-- RECORDS TO PROCESS follows --

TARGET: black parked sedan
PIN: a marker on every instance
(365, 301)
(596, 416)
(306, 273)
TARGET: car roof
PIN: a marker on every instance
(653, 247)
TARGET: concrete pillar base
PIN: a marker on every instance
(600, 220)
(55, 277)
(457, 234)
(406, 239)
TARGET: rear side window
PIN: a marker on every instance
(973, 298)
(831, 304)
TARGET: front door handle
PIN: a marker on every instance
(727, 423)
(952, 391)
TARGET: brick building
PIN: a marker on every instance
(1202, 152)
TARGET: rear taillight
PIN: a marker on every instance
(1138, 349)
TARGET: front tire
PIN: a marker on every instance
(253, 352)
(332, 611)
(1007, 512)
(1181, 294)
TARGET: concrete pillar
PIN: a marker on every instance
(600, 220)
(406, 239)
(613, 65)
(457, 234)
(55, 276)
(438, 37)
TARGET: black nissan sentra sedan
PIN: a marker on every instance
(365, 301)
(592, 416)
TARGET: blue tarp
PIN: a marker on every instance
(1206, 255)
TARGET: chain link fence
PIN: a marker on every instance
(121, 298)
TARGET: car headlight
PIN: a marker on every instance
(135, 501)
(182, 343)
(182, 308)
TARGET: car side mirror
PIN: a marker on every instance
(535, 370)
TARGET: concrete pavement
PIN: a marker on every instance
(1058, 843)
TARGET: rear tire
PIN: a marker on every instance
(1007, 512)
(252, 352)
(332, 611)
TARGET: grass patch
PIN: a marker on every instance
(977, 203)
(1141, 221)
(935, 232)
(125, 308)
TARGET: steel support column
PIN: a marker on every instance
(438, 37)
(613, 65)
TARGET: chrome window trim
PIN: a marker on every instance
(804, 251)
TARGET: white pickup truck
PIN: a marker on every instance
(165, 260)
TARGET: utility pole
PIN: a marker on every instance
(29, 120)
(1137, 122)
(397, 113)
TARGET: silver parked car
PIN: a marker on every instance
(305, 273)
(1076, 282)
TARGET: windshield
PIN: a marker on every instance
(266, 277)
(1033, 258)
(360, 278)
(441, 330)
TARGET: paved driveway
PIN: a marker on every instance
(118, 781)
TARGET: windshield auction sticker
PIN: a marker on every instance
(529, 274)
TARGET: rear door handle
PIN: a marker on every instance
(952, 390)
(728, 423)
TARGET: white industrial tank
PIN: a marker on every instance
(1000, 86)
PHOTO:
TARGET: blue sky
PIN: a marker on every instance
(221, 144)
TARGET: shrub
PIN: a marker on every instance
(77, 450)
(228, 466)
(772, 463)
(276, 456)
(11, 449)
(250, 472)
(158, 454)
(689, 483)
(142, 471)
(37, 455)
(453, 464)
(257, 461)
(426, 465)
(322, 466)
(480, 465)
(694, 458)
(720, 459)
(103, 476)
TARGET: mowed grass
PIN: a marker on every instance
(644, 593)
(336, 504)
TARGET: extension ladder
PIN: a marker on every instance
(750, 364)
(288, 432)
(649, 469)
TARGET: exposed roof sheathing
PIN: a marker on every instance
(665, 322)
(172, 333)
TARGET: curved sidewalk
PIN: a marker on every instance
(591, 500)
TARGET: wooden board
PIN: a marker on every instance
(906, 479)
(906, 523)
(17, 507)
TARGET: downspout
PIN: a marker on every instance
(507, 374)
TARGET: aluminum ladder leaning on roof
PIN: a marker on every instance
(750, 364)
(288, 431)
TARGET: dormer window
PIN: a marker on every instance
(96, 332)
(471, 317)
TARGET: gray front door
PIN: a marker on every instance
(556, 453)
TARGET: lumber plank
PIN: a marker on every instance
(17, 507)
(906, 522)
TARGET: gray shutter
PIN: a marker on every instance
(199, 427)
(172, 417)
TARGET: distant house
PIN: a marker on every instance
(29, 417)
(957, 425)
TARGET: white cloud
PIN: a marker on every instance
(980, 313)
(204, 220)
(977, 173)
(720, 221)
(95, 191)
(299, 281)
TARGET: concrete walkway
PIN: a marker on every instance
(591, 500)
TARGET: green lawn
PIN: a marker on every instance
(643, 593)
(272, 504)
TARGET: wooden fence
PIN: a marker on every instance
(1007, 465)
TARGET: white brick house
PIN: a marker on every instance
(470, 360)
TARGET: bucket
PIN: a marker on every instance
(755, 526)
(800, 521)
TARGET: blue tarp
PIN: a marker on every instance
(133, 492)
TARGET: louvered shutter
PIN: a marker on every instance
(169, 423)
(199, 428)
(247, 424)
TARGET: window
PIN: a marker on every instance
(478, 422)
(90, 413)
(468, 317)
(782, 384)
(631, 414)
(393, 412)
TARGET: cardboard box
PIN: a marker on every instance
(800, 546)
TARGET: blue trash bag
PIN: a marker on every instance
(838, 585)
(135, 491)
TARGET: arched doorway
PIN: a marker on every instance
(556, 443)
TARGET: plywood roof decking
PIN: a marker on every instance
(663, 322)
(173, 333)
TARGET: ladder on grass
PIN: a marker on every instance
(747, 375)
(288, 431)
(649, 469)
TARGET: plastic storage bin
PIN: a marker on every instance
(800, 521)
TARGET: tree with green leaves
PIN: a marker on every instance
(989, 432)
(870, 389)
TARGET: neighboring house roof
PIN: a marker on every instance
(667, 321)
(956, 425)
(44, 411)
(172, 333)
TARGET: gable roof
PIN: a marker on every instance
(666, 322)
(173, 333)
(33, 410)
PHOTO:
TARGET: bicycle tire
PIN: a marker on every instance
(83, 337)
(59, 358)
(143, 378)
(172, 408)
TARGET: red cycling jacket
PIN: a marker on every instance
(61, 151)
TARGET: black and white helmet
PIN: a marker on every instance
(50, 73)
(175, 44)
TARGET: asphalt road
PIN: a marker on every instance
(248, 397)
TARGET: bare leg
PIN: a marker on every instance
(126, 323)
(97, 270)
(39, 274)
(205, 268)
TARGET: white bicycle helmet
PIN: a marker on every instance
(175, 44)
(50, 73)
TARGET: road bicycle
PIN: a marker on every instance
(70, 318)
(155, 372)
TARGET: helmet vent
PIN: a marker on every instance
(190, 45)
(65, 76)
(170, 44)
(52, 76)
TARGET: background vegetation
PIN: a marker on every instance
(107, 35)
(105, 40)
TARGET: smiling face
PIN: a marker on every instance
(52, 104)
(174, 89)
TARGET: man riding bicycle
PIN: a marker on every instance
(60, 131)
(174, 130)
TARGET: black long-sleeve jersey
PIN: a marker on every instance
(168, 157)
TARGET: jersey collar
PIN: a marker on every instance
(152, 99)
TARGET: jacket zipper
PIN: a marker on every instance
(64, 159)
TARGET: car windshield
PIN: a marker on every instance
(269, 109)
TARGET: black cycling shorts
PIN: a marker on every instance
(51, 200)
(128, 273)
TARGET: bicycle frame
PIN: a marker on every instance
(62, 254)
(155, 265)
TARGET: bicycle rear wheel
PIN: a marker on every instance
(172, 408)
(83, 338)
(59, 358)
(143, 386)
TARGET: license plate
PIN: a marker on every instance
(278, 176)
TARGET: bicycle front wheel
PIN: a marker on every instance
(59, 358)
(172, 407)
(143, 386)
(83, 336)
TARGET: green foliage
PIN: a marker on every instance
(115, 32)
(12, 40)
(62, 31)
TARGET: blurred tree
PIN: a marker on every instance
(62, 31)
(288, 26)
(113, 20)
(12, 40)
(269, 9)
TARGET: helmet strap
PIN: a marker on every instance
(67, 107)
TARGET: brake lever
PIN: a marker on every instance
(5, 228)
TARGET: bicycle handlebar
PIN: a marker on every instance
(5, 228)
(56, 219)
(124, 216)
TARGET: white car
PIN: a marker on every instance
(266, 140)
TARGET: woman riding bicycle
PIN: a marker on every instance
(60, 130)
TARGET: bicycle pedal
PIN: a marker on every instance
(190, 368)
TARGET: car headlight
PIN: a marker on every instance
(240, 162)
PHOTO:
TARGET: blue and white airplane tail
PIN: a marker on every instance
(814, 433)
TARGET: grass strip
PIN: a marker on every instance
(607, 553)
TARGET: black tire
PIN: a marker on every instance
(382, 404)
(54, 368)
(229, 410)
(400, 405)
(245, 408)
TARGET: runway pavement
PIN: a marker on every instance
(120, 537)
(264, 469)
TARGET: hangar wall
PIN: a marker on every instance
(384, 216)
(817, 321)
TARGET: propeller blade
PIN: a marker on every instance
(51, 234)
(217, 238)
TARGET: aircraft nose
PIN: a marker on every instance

-- RECORDS TO PROCESS concluded --

BRIEF: Write out only those lines that fall between the one containing "TARGET: runway pavement" and the end of the entries, the first and last included, exactly as they read.

YOUR RESPONSE:
TARGET: runway pavement
PIN: a marker on every instance
(120, 537)
(264, 469)
TARGET: hangar wall
PIN: a marker on every instance
(384, 216)
(817, 321)
TARGET: propeller blade
PIN: a marker on every instance
(51, 234)
(217, 238)
TARGET: aircraft nose
PIN: a marker on every instance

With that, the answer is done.